Starting at the line that contains "For every instance of the mountain" and ending at the last line of the records below, write every line out again, requests included. Multiply each x and y coordinate in the answers by 0.6 and round to a whole number, rounding halves up.
* * *
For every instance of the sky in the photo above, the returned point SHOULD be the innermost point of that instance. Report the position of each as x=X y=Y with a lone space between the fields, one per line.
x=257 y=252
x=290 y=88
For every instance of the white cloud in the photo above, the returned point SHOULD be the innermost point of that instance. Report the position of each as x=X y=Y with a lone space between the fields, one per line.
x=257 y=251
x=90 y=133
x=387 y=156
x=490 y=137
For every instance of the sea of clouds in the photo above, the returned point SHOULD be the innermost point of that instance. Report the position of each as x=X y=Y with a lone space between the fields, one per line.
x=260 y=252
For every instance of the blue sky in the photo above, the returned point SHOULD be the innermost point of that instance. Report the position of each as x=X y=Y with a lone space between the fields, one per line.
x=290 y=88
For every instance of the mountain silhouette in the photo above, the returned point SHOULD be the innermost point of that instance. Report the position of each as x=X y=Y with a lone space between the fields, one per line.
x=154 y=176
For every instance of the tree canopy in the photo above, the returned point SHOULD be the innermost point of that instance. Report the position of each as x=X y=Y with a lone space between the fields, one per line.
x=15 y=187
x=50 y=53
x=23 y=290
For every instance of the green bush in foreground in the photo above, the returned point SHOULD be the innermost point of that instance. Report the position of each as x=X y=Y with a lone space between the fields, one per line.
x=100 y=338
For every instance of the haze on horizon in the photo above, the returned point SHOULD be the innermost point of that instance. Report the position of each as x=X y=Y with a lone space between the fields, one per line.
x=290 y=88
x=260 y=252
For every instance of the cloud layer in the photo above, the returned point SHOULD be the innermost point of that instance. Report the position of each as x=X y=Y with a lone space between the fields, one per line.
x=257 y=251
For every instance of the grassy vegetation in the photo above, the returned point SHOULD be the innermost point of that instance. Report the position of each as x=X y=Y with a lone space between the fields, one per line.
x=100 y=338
* * *
Result -
For every instance of the mountain silhouette in the photo above, the returned point SHOULD be the innermost point of that instance. Report the position of each as x=X y=Y with a lone space between the fields, one per line.
x=92 y=106
For every instance of the tree canopy in the photo above, the returned point SHOULD be the innermost point of that instance. Report the position of each as x=X y=Y with a lone space between the fields, one per line.
x=9 y=112
x=30 y=32
x=14 y=174
For every instance of the green bush in foreground in the photo above, the returned point SHOULD be the innermost point of that instance. Report the position of each as x=X y=Y with a lone space between the fields, one per line.
x=60 y=203
For every instance of the haze on horizon in the photo above, the returned point SHOULD be the innermost point of that instance. Report the position of each as x=X y=Y with a lone space between the fields, one per line.
x=174 y=53
x=156 y=151
For every instance of the cloud layer in the photo above, the returned point SHOULD be the innermost point of that instance. Report the position of each as x=X y=Y with a lone space between the fields, one per line.
x=154 y=151
For every instance of the grassy vegetation in the photo above, the returned point SHOULD be the innermost point of that instance. Report the position of each as x=X y=Y with a lone space between the fields, one per line.
x=60 y=203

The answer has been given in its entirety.